## SUPPLIED TEXT

------------

My somewhat cranky post on Peach-leaf Bellflower has to be one of the most visited in this blog’s archive. It seems a lot of gardeners are interested in bellflowers. Because that post was a diatribe against Campanula persicifolia, I thought I would take a more temperate look at them now, when their first flush of bloom is nearly over.

Peachleaf Bellflower

Peachleaf Bellflower

The genus Campanula, or bellflowers, is huge — more than 500 species. It includes perennials, biennials and annuals ranging from a few inches high to six feet, but most seem to be in the one to three foot range. They occur in a variety of temperate habitats, including woodlands, grasslands, alpine and arctic regions. Dozens of species have found their way into gardens and have attracted the attention of plant breeders, resulting in many horticultural varieties.

I personally have experience with only a few of the bellflowers. Only two, actually. I recall the biennial Canterbury bells called “Cup and Saucer” from childhood, but have never grown it myself. Someone once gave me a plant of a creeping type, possibly a cultivar of C. carpatica, but it did not last. The two that have, and will probably be here forever, are C. persicifolia, Peach-leaf Bellflower, and C. rapunculoides, whose common name — Creeping Bellflower — should give any gardener the creeps. The authors of Perennials for American Gardens warn that “it must never be introduced into gardens, except into the wildest areas.” Well, it somehow got introduced into my garden, although not by me. At present, there is a clump growing out of asphalt on the edge of the driveway and another at the base of a Norway maple. The latter appears to be spreading slowly. Every spring I dig up the outermost sprouts, but I suspect it’s gaining ground. I also see it over the fence near my shed, and have conducted a little herbicidal warfare to keep it out.

The interesting thing is that the rapacious C. rapunculoides is quite attractive — more so than C. persicifolia, whose flowers are wide open, outward facing cups, while those of the former are downward-facing in the true bell-like manner, with elegant pointed edges.

Creeping Bellflower

Creeping Bellflower

On my way to work by bicycle I admire a nice clump of this plant growing at the foot of a bus stop sign, in the crack between sidewalk and curb. It’s obviously never watered except by rain (nonexistent at this time of year) or cared for in any way, but puts on a show every summer.

------------

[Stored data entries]

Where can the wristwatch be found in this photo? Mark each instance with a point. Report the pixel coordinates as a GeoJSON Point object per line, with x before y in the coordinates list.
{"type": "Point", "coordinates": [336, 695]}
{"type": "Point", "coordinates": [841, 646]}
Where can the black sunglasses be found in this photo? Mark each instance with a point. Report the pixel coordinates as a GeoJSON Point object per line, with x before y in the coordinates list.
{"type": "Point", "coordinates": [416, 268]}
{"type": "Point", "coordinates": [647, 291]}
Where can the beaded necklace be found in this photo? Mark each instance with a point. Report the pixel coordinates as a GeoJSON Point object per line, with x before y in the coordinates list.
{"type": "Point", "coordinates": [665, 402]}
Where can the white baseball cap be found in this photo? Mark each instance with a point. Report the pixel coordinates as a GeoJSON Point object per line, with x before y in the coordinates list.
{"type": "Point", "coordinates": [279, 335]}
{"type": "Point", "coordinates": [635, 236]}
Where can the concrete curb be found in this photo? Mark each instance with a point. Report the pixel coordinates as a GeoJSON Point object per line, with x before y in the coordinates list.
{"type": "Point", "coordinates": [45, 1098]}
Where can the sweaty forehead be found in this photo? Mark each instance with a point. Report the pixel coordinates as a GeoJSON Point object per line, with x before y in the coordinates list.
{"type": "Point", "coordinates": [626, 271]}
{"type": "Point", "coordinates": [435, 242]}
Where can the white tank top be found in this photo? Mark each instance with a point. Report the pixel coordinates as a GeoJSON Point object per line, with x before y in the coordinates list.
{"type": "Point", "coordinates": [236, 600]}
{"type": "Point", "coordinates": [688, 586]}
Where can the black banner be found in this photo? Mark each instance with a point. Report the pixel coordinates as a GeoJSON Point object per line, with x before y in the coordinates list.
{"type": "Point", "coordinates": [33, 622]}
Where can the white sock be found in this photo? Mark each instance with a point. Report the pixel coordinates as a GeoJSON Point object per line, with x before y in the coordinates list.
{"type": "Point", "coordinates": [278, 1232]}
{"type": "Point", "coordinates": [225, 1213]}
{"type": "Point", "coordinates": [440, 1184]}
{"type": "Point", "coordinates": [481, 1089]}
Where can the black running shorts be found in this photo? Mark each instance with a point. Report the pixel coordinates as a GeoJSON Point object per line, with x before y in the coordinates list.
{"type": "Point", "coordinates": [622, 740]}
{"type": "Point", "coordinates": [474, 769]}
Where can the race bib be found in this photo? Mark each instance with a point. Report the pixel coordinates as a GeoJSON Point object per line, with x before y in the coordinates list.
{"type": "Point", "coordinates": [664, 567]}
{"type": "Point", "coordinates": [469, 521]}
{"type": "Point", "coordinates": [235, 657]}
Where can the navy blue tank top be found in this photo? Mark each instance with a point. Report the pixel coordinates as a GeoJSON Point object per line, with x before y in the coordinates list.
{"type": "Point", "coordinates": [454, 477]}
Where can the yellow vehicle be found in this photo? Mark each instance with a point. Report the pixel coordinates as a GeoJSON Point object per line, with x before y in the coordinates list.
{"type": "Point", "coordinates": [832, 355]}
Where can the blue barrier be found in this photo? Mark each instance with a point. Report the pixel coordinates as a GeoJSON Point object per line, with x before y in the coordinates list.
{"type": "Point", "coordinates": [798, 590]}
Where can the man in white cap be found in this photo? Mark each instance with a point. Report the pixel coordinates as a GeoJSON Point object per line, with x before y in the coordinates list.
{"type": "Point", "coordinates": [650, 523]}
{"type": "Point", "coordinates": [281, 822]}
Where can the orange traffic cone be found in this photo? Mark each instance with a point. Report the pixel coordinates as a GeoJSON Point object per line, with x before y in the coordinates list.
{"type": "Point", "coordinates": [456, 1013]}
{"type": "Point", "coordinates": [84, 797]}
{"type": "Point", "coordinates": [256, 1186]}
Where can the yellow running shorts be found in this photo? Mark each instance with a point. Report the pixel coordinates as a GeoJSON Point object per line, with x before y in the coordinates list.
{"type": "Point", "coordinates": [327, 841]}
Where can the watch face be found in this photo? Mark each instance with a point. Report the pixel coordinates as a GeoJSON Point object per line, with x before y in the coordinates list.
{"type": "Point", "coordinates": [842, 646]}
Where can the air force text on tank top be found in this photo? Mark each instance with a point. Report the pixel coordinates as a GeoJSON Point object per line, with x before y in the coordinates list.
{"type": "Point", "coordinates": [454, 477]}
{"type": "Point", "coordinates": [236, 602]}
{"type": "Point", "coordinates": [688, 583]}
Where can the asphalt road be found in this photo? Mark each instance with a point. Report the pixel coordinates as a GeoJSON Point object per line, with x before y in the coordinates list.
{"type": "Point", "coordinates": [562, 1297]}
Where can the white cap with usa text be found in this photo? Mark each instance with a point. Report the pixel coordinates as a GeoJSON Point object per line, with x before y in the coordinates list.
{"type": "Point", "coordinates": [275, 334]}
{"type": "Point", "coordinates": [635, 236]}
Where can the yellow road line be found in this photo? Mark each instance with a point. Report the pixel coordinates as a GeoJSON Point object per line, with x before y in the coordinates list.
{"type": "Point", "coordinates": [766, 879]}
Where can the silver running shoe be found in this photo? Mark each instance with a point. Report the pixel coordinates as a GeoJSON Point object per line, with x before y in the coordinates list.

------------

## WHAT THE EXERCISE ASKS
Please copy the stretch of the bellflower post from "The genus Campanula, or" through "many horticultural varieties.".

## TASK RESPONSE
The genus Campanula, or bellflowers, is huge — more than 500 species. It includes perennials, biennials and annuals ranging from a few inches high to six feet, but most seem to be in the one to three foot range. They occur in a variety of temperate habitats, including woodlands, grasslands, alpine and arctic regions. Dozens of species have found their way into gardens and have attracted the attention of plant breeders, resulting in many horticultural varieties.